WHAT TO DO:
1 – Please quote the elbow pain passage word for word, starting at "The most common" and ending at "for more details.".
2 – Answer these questions from the elbow pain passage:
(a) By what name is medial epicondylitis more commonly known?
(b) Irritation of which nerve area can cause pain anywhere along the arms?
(c) Without treatment, how long can recovery take?

------ SELECTED EXCERPT

The most common elbow complaint is probably tennis elbow otherwise known as lateral epicondylitis because it is inflammation around the outside of the elbow. Medial epicondylitis, inflammation around the inner part of the elbow is more commonly known as golfer’s elbow. Both conditions are caused by the overuse (RSI) of the muscles of the forearm. Depending on which muscles are being overused will determine which side of the elbow becomes inflamed. The other main area to look for as a cause of elbow pain is the neck. Nerve irritation in the neck can cause pain anywhere along the arms, see the neck pain page (nerve pain section) for more details.
The standard advice for tennis or golfer’s elbow is to rest it, ice it and take anti-inflammatories. However more recent research suggests that resting inflamed tendons is not actually the best way to recover. Without treatment it can take 12-18 months to recover. The pain will subside if you rest them but it will likely quickly start up again if you go back to the previous activities that caused the overuse as you will not have repaired the damage done.

------------
------ DATA LISTING

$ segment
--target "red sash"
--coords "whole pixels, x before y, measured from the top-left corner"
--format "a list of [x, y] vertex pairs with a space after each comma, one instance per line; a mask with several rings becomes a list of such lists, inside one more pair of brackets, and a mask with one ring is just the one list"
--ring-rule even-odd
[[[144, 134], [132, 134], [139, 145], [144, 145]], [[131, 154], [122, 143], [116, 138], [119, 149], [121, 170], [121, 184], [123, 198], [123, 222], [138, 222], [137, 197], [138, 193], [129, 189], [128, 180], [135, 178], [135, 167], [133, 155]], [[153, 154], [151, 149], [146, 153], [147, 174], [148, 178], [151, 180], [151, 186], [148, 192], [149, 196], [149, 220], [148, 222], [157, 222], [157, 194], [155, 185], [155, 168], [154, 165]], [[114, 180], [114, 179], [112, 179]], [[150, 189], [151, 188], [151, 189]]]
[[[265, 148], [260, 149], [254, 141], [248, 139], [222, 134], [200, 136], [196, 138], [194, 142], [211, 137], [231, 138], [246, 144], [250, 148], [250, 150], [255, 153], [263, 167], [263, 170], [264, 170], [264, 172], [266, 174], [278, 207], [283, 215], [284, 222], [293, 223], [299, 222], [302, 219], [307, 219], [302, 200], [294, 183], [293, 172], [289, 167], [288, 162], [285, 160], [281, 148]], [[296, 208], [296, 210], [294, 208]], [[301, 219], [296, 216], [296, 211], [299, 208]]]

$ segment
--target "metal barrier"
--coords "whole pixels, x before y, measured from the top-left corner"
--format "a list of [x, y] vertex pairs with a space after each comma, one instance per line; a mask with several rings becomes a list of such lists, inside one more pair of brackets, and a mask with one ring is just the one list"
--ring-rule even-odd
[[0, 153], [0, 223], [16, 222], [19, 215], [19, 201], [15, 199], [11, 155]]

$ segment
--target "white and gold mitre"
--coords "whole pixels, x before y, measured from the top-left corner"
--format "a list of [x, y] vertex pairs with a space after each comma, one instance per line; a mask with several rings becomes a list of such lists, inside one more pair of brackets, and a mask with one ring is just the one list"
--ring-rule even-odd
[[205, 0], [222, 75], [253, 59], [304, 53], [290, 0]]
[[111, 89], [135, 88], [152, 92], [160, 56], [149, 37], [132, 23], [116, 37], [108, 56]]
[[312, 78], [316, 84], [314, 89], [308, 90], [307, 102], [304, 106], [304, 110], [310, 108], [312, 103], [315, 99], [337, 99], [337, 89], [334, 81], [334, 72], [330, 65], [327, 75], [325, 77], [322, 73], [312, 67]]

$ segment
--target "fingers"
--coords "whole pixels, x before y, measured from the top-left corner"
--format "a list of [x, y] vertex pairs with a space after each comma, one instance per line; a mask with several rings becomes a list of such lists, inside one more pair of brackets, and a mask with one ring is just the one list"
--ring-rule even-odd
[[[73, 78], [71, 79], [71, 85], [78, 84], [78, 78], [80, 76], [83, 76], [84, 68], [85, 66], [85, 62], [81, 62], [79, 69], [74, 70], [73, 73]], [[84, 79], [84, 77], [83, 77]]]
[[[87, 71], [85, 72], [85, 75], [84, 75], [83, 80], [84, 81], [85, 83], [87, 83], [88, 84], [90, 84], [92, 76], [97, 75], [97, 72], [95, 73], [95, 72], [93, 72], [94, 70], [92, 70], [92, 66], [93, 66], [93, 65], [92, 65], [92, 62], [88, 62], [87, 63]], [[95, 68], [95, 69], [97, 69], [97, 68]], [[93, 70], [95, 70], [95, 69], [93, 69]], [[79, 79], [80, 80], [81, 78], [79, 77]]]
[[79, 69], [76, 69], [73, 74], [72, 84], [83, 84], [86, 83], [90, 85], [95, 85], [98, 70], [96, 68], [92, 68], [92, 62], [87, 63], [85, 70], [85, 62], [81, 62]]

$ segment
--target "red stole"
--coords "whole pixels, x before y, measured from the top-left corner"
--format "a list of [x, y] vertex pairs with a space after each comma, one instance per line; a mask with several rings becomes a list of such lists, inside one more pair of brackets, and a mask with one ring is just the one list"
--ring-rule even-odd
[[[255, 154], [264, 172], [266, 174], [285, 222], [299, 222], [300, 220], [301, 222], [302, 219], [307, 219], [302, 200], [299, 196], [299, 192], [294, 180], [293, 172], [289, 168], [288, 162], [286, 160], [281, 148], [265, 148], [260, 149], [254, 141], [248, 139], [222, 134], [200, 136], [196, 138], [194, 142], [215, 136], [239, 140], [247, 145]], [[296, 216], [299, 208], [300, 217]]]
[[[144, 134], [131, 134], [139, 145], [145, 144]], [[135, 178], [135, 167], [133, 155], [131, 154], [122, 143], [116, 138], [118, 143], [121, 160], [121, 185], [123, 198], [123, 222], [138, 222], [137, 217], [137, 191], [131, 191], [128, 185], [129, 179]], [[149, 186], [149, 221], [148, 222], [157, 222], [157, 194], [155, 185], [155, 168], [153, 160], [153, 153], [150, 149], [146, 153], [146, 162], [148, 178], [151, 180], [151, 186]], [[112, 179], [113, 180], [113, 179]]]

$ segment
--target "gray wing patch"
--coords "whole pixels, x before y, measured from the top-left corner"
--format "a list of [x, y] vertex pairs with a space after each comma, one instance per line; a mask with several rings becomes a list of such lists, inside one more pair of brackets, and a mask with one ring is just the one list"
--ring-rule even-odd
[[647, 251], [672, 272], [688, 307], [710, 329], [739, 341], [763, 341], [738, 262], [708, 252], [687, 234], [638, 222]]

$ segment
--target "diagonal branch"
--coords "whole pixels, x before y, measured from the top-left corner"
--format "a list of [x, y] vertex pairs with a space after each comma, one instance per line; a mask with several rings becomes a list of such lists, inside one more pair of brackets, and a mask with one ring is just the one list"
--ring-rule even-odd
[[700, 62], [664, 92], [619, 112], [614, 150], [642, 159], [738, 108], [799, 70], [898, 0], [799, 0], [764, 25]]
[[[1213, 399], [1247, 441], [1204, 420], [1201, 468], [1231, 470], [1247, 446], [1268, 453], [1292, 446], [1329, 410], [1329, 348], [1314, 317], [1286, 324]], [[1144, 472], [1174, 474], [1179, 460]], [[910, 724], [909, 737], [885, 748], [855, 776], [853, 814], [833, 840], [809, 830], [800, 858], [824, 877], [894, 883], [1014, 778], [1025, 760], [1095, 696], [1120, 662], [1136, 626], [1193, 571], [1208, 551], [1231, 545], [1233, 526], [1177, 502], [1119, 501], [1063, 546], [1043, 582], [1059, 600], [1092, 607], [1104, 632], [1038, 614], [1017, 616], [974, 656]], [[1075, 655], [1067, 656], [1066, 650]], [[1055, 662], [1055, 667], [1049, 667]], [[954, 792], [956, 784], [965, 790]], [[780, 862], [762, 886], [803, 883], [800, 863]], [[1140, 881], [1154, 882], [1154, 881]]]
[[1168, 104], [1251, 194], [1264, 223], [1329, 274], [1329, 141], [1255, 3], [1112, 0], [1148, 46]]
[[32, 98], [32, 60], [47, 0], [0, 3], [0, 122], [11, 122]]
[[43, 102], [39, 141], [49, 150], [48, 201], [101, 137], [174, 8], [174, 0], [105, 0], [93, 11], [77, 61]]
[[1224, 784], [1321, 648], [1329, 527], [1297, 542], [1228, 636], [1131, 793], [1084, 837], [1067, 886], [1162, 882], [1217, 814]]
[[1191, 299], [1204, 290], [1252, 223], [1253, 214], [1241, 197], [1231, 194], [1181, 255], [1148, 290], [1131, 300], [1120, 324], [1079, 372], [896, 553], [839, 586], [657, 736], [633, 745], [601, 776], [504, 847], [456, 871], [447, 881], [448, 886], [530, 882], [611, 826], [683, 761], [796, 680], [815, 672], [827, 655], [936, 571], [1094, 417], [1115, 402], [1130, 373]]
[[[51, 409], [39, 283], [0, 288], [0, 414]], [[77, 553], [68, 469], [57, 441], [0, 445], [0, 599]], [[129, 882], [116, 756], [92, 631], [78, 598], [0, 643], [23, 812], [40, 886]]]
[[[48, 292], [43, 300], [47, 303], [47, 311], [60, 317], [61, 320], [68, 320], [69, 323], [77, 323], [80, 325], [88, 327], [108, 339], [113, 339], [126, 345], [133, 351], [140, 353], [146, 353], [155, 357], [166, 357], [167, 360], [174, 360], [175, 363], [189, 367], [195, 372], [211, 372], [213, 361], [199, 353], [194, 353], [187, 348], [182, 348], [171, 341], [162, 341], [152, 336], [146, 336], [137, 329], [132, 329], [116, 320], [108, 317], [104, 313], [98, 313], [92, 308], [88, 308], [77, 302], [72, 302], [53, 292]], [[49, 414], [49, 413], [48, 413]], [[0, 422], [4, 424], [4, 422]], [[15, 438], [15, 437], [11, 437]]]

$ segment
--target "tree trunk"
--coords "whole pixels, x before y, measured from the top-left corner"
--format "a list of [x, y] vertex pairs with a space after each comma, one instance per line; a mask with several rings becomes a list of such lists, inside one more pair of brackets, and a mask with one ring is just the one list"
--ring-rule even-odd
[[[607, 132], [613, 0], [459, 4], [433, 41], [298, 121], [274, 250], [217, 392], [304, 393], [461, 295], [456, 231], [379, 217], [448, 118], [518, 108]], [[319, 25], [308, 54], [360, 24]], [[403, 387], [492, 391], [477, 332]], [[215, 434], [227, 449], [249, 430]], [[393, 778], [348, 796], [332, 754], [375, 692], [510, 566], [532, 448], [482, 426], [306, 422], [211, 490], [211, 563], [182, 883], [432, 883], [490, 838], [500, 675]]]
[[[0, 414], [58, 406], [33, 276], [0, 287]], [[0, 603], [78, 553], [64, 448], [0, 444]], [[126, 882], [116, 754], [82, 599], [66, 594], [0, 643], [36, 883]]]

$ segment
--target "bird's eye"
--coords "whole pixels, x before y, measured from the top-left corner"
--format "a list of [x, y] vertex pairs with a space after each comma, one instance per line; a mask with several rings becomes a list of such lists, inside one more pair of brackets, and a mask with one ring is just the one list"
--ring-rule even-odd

------------

TASK ANSWERS:
1 –
The most common elbow complaint is probably tennis elbow otherwise known as lateral epicondylitis because it is inflammation around the outside of the elbow. Medial epicondylitis, inflammation around the inner part of the elbow is more commonly known as golfer’s elbow. Both conditions are caused by the overuse (RSI) of the muscles of the forearm. Depending on which muscles are being overused will determine which side of the elbow becomes inflamed. The other main area to look for as a cause of elbow pain is the neck. Nerve irritation in the neck can cause pain anywhere along the arms, see the neck pain page (nerve pain section) for more details.

2 –
(a) Golfer's elbow
(b) The neck
(c) 12-18 months